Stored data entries

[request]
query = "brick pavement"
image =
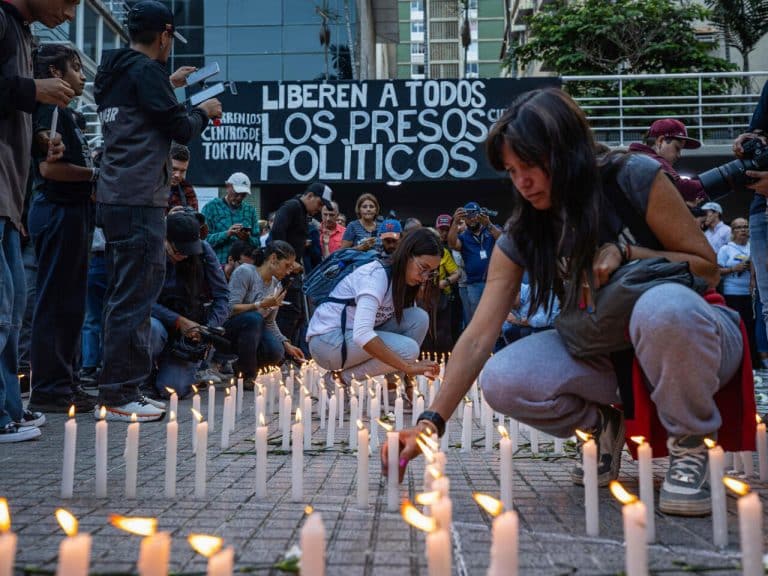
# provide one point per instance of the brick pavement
(367, 542)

- [HOW TO COMPLETE THIS TASK]
Only the lines from the one with "# provide one" through the final line above belong in the answer, each retyped exactly.

- [FINAL ANSWER]
# provide one point per instance of the brick pavement
(367, 542)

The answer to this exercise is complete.